Texto proporcionado:
1989 fue el momento dorado de Europa

El año 1989 fue el más importante en la historia mundial desde 1945. En la política internacional, 1989 cambió todo. Produjo el fin del comunismo en Europa, de la Unión Soviética, de la guerra fría y del "corto siglo XX". Abrió la puerta a la unificación alemana; una ampliación de la Unión Europea sin precedentes históricos, que ha hecho que se extienda desde Lisboa hasta Tallín; la ampliación de la OTAN; dos décadas de supremacía estadounidense, la globalización y la ascensión de Asia. Lo que no cambió fue la naturaleza humana.

En 1989, los europeos propusieron un nuevo modelo de revolución no violenta, de terciopelo, que puso en tela de juicio el ejemplo violento de 1789, que durante dos siglos había sido a lo que la mayoría de la gente se refería al decir "revolución". En vez de jacobinos y guillotinas, ofrecieron a la gente poder y negociaciones en una mesa redonda. Con la impresionante renuncia de Mijaíl Gorbachov al uso de la fuerza (un luminoso ejemplo de la importancia del individuo en la historia), de pronto se desvaneció con suavidad un imperio dotado de armas nucleares que muchos europeos habían considerado tan duradero e impenetrable como los Alpes, entre otras cosas porque poseía esas armas de aniquilación total. Pero, como si aquello fuera demasiado bueno para ser verdad, 1989 también nos trajo la fatua del ayatolá Jomeini contra Salman Rushdie, que fue el pistoletazo de salida de otra larga lucha en Europa, antes incluso de que hubiera acabado verdaderamente la anterior.

Registros guardados:
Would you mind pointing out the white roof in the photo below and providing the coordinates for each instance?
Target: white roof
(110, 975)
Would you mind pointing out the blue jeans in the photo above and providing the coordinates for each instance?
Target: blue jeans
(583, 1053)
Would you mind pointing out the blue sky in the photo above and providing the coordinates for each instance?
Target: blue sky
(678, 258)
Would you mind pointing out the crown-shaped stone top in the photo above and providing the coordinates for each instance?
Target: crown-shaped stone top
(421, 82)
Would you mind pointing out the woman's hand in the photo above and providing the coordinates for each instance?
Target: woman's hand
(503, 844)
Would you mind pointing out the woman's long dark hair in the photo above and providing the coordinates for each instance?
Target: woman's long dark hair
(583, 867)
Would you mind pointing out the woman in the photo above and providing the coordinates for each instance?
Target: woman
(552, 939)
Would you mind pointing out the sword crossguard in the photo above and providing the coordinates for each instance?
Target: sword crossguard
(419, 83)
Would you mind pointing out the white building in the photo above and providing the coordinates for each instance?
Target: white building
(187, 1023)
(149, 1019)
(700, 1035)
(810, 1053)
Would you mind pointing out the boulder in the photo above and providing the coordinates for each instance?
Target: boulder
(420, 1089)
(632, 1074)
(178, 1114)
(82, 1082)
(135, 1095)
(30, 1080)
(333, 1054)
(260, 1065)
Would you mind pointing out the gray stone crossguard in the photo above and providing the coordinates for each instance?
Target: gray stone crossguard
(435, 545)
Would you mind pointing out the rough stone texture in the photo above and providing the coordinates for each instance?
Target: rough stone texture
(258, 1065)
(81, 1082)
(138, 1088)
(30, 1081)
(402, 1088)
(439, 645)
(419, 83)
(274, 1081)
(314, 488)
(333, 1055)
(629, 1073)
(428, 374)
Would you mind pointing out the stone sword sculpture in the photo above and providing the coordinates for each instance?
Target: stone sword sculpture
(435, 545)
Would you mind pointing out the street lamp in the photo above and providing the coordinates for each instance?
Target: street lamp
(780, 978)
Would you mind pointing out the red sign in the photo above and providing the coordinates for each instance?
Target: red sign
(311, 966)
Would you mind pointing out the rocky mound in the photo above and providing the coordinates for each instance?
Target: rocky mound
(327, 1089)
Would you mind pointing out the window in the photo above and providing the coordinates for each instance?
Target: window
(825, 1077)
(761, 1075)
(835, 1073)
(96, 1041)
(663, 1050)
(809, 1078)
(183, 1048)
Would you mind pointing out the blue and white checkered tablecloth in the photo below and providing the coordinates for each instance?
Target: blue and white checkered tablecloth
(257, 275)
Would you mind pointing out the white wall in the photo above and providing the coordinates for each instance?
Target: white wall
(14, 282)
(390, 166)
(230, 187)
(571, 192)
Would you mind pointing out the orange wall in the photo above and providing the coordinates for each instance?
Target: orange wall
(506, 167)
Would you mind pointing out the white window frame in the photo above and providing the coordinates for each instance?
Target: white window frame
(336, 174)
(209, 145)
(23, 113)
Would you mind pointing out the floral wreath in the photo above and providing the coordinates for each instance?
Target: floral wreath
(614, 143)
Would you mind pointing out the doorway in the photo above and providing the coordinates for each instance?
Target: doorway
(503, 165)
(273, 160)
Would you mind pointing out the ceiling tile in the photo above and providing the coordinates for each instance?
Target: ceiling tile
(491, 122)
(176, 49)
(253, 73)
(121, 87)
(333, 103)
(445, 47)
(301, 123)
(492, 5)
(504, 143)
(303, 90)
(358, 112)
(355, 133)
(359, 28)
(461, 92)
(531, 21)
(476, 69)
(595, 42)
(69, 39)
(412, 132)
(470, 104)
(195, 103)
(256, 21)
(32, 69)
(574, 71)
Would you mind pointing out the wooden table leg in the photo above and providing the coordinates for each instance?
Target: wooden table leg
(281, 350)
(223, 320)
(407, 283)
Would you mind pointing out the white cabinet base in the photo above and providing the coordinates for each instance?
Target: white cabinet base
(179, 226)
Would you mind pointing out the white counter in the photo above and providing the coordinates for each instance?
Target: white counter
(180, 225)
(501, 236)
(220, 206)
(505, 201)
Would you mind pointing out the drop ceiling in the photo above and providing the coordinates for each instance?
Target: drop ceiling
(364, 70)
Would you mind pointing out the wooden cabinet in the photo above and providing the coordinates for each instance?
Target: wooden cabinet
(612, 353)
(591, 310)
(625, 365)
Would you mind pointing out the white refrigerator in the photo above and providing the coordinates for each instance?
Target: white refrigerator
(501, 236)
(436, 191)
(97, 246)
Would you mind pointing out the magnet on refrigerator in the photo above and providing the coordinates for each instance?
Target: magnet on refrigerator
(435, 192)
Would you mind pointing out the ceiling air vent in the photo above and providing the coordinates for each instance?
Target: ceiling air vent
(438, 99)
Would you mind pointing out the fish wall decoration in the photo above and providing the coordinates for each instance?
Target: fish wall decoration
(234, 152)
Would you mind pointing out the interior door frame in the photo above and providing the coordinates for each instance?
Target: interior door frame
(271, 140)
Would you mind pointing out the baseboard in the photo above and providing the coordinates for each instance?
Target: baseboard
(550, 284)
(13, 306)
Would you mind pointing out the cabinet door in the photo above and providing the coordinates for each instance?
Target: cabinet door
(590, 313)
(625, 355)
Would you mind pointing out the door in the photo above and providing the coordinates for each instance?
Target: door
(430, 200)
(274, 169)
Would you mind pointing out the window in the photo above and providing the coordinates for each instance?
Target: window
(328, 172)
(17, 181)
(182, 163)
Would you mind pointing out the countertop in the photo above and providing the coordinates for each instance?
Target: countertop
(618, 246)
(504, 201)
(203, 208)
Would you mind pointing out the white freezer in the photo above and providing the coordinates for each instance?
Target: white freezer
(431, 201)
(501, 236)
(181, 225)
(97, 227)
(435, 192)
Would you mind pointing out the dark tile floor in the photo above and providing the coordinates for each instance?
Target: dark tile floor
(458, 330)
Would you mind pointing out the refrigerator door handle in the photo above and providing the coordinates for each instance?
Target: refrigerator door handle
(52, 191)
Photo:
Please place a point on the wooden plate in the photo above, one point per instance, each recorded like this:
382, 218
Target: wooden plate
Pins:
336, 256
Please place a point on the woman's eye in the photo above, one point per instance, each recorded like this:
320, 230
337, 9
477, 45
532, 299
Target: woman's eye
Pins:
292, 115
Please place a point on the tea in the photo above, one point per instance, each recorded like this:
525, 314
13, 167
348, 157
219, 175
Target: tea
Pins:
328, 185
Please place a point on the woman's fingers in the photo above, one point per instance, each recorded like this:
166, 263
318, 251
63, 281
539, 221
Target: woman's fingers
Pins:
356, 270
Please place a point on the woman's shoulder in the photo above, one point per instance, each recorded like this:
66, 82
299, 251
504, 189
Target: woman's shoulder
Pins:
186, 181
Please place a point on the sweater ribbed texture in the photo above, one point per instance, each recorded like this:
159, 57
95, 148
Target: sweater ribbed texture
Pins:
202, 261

Tareas del ejercicio:
[A] Reescribe el fragmento del texto sobre 1989 que empieza en "El año 1989" y acaba en "la naturaleza humana.", y cambia "la guerra fría" por "la confrontación bipolar".
[B] Continúa el texto sobre 1989 a partir de su última oración.

Respuestas en orden:
[A]
El año 1989 fue el más importante en la historia mundial desde 1945. En la política internacional, 1989 cambió todo. Produjo el fin del comunismo en Europa, de la Unión Soviética, de la confrontación bipolar y del "corto siglo XX". Abrió la puerta a la unificación alemana; una ampliación de la Unión Europea sin precedentes históricos, que ha hecho que se extienda desde Lisboa hasta Tallín; la ampliación de la OTAN; dos décadas de supremacía estadounidense, la globalización y la ascensión de Asia. Lo que no cambió fue la naturaleza humana.

[B]
Años así ocurren sólo una o dos veces en el transcurso de una vida. El año de los atentados terroristas del 11-S, 2001, fue también importante, por supuesto, sobre todo porque transformó las prioridades de Estados Unidos en el mundo, pero no cambió tantas cosas como 1989. Igual que la guerra fría había afectado hasta al menor Estado africano, al convertirlos a todos en peones posibles del gran tablero de ajedrez entre el Este y Occidente, el final de la guerra fría también afectó a todos. Y lugares como Afganistán cayeron en el olvido, abandonados por Washington, porque ya no importaban en un enfrentamiento mundial con la ya ex Unión Soviética. Los muyahidines habían hecho su trabajo; los muyahidines podían desaparecer. Excepto que un muyahidin llamado Osama Bin Laden no estaba de acuerdo.

El epicentro de 1989 fue Europa, entre el Rin y los Urales, y allí es donde ha habido más cambios. Todos y cada uno de los países vecinos de Polonia son hoy nuevos, una cosa distinta de la que eran en 1989. Muchos de los Estados y varios límites fronterizos del Este de Europa son más recientes que los de África. Y la experiencia de vida de cada hombre, cada mujer y cada niño ha cambiado hasta ser irreconocible: sobre todo, en la República Democrática Alemana, de cuya sentencia de muerte se cumplen 20 años el lunes por la noche, cuando se conmemoren las primeras brechas abiertas en el muro de Berlín.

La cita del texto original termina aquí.